Funding is the act of providing resources to finance a need, program or project. Sources of funding include credit, venture capital, donations, grants, savings, subsidies and taxes. There are two types of funding:
- Soft Funding
This type of funding includes donations, subsidies and grants that have no direct requirement for return of investment. It is also known as crowdfunding.
- Equity Crowdfunding
Funding that facilitates the exchange of equity ownership in a company for capital investment via an online funding portal per the Startups Act, is known as Equity Crowdfunding.
Funds can be allocated for either short-term or long-term purposes.
Purpose of Funding
Businesses regularly seek funding. This funding can be for one of these three reasons:
This is most often allotted in the fields of technology or social sciences. This type of funding is granted on the basis of a project, a department or an institute depending on the scope of the research or the project. Organisations that require such funding normally have to go through competitive selections.
For Launching a Business or Startup
Entrepreneurs with a business concept need the necessary resources including capital to venture into the market. The size of the funding required by these businesses depends upon the nature of the business.
This type of funding usually involves fund management companies that gather pools of money from various investors and use it to purchase securities. These funds generate returns through asset diversification. The main purpose of these funding activities is to pursue individual or organisational profits.
Stages of Startup Funding
A new business demands much more than a great idea. It needs dedication, discipline, hard work and most importantly funding to convert its great idea into a successful reality. As the business progresses and grows, it may require funding for expansions and research depending on the type of business. There are different stages of funding that respond to different needs at different stages of a growing business.
This is the ideation stage. It is a time when the entrepreneur is working to bring the idea to life. That is why it is known as the pre-seed stage. Usually, the fund requirement at this stage is small and there are very limited and mostly informal channels available for raising money.
- One way to raise capital is to self-finance. This can be accomplished by relying on personal savings or by mortgaging or selling real estate property for money.
- The more common method is to borrow from friends or family members. The biggest benefit of this method is that there is an inherent level of trust between the entrepreneur and the investors.

(Entries pointing to named objects)
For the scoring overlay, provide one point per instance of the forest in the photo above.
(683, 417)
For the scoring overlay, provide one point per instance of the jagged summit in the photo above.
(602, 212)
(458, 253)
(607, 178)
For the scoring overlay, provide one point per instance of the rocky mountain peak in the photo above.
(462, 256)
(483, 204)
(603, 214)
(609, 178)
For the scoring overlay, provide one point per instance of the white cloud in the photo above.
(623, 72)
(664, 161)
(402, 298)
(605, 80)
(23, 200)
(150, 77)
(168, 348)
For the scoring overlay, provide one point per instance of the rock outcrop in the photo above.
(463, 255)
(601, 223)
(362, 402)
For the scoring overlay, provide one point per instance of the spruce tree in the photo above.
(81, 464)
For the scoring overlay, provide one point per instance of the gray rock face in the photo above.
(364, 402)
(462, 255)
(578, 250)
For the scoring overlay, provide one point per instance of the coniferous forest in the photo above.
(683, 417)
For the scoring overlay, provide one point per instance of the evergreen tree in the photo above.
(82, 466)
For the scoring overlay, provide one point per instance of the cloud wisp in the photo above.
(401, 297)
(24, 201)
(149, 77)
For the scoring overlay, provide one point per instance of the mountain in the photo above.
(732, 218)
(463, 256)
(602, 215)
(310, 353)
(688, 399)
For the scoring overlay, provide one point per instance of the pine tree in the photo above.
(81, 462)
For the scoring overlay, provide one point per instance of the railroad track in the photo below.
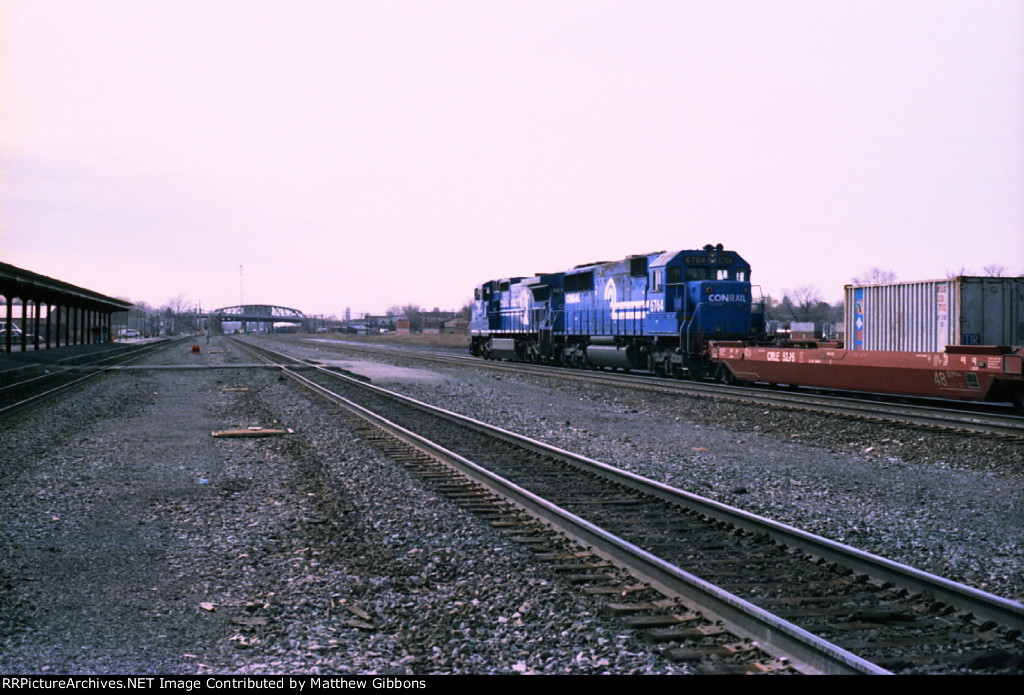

- Goals
**1)** Decide whether each statement agrees with the passage on funding, answering yes or no and quoting the words of the passage that settle it: (a) Grants are among the sources of funding. (b) Funds can be allocated only for long-term purposes. (c) At the pre-seed stage, the fund requirement is usually large.
**2)** According to the passage on funding, what is the biggest benefit of borrowing from friends or family members?
**3)** Retype the part of the passage on funding starting at "This type of funding usually" and ending at "or organisational profits.".
The listing has no connection to the passage on funding.

- Correct answers
**1)**
(a) Yes: "Sources of funding include credit, venture capital, donations, grants, savings, subsidies and taxes."
(b) No: "Funds can be allocated for either short-term or long-term purposes."
(c) No: "Usually, the fund requirement at this stage is small"

**2)** There is an inherent level of trust between the entrepreneur and the investors.

**3)**
This type of funding usually involves fund management companies that gather pools of money from various investors and use it to purchase securities. These funds generate returns through asset diversification. The main purpose of these funding activities is to pursue individual or organisational profits.